• WRITTEN TASK 1
Filter the entries below and copy every line that contains the string "green". Case counts.

----- SOURCE TEXT

Mr. Macron, a French official said, found Mr. Putin “more rigid, more isolated” than in the past.
In his speech to the Russian people on Monday, Mr. Putin’s mind circled within a tightening narrative of grievance. Lenin and Stalin failed to make Ukraine’s standing clear, Khrushchev messed up Crimea. The speech has been called fiery but it wasn’t; it was preoccupied with the historically arcane and made no attempt to persuade anyone outside Vladimir Putin’s head. It had the wound-up particularity of the local grocer when he talks about his 30-year feud with the butcher down the street.
It was Mr. Putin’s speech the night the war began that had real menace. In an unscheduled statement on Russian television, he warned those nations that might “consider interfering” with Russia’s actions that they “will face consequences greater than any you have faced in history.”
That was some kind of threat from a man with a nuclear arsenal and a talent for malware. It was followed by the sound of explosions in Kyiv. He is trying to scare the world.
Sometimes leaders are mad. Sometimes they want you to think they’re mad. Sometimes both.
What is important from the West is unity and strength—not “toughness” but strength. You don’t have to make a great show of determination if you’re really determined, you just have to be who you are.
Mr. Putin is alone, not that he cares; everyone knows who the bad guy is in this drama. No country has said he is in the right, not one, not even China. He is alone, burnishing his credentials as a junior monster of history.
The opinion of the world matters and has a force of its own.
Wars are expensive, occupations extremely so; it costs money to keep an army on the ground, to fuel and feed it. There is the human cost: young men will die. This will all cost Mr. Putin and the cost will increase with time. He knows this, he’s factored it in, but the West should make it costlier wherever possible.
All the West is going to have to play a long, cool, careful game. Leaders and officials should do nothing to provoke. In Europe they should speak in one voice to the extent possible: define, describe, be precise, no histrionics. Don’t taunt. Britain’s defense minister, Ben Wallace, said Wednesday said they’d “kicked the backside” of the Russians in the Crimean war in the 1850s, and “can always do it again.” That war is mostly remembered for the Charge of the Light Brigade. Sometimes it’s good to quiet your rousing voices and concentrate on not letting this become World War III.
The West is on the right side. It should keep its height, keep its nerve and hold together. Be cool, press hard, resist.
Let the world see what happens to a man who does what Vladimir Putin is doing. Show gravity. Because it’s all very grave.

----------
----- DATA PROVIDED

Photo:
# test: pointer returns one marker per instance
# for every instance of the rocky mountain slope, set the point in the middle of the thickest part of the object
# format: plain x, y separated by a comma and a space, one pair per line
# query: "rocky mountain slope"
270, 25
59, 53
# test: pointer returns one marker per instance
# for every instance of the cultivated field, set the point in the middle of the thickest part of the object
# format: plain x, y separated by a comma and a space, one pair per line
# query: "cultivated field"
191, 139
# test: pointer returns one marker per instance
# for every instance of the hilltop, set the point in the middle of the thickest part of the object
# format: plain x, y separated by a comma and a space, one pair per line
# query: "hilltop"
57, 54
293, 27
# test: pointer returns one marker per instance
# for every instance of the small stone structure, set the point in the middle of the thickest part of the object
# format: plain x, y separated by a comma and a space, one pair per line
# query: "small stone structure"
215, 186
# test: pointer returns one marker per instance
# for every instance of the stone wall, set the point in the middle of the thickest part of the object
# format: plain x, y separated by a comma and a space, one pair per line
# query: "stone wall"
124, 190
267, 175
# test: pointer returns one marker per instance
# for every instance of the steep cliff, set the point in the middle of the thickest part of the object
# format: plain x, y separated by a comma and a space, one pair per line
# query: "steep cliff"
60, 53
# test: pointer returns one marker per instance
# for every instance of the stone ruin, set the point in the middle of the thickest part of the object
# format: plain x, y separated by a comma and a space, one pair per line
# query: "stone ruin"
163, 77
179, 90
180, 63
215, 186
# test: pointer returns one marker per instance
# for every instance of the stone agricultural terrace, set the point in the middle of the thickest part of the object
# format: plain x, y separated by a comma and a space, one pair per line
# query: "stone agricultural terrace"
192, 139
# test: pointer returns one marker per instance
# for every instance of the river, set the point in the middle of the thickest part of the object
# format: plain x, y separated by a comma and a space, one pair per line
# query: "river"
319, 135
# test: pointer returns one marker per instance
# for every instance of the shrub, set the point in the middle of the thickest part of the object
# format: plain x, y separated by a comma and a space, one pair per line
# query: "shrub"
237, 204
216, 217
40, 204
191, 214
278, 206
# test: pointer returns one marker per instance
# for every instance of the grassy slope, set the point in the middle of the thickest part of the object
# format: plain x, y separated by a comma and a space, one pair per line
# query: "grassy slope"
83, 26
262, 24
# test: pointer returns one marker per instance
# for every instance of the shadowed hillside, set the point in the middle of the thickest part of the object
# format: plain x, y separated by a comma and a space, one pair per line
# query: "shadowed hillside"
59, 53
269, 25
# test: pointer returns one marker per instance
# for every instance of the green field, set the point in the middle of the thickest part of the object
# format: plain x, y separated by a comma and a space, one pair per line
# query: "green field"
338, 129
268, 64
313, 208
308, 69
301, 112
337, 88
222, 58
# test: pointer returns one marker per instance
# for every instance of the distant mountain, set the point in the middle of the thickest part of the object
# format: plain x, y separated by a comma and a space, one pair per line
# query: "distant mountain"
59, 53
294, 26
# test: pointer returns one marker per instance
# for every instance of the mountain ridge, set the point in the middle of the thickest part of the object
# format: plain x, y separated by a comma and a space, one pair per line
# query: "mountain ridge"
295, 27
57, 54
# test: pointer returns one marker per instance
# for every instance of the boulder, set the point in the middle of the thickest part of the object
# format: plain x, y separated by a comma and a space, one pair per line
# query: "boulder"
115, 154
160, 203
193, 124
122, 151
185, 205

----------

• WRITTEN TASK 2
Based on the text about Mr. Putin and the West, say whether each statement is true. Answer yes or no, and quote the words that decide it.
(a) According to a French official, Mr. Macron found Mr. Putin more isolated than in the past.
(b) China has said Mr. Putin is in the right.
(c) The text agrees that Mr. Putin's Monday speech was fiery.

• WRITTEN SOLUTION 1
# for every instance of the green field, set the point in the middle of the thickest part of the object
# query: "green field"

• WRITTEN SOLUTION 2
(a) Yes: "Mr. Macron, a French official said, found Mr. Putin “more rigid, more isolated” than in the past."
(b) No: "No country has said he is in the right, not one, not even China."
(c) No: "The speech has been called fiery but it wasn’t"